Dataset excerpts on pointing at objects
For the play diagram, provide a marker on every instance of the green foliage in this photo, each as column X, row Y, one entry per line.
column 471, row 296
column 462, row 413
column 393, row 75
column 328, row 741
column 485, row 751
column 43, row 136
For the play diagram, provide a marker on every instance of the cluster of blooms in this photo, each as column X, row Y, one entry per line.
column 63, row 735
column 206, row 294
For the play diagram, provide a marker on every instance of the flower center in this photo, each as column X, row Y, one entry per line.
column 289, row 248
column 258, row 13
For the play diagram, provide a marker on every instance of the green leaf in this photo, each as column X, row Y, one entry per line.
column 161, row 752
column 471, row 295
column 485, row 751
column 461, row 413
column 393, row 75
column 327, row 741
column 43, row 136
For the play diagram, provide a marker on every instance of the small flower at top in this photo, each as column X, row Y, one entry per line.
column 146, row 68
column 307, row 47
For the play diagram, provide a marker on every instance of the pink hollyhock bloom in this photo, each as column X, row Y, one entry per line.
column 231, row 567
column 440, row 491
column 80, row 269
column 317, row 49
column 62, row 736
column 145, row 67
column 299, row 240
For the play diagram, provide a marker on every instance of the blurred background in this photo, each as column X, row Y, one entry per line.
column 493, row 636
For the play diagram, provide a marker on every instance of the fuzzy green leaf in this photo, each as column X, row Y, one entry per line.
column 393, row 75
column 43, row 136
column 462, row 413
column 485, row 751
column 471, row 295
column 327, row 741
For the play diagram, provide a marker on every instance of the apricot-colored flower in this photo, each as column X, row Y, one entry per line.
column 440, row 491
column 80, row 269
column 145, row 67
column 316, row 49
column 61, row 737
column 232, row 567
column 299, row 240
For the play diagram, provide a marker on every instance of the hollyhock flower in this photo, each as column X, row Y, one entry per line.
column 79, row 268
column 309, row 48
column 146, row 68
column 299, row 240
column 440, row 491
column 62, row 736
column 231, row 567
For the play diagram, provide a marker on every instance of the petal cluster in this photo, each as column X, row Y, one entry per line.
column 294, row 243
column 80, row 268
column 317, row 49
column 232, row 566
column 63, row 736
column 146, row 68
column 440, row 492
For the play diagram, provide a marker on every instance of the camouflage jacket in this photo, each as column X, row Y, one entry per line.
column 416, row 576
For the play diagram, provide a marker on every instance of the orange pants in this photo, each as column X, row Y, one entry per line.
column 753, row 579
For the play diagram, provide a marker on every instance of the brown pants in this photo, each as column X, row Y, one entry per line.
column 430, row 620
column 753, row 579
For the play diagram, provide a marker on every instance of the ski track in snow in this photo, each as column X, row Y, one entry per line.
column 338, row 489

§ OBJECTIVE: Copy the stretch of items from the line containing "of the flower" through the line containing "column 307, row 47", character for character, with both of those lines included.

§ RESPONSE:
For the play diagram, provide a marker on every instance of the flower center in this photo, each as column X, row Y, one entry per line.
column 289, row 248
column 258, row 13
For the play diagram, provide a marker on every instance of the green leaf in this photo, each as column X, row Y, one entry per line.
column 161, row 752
column 471, row 295
column 485, row 751
column 461, row 413
column 393, row 75
column 327, row 741
column 43, row 136
For the play diagram, provide a marker on every instance of the small flower at top in this photo, each as column X, row Y, one entry per line.
column 146, row 68
column 307, row 47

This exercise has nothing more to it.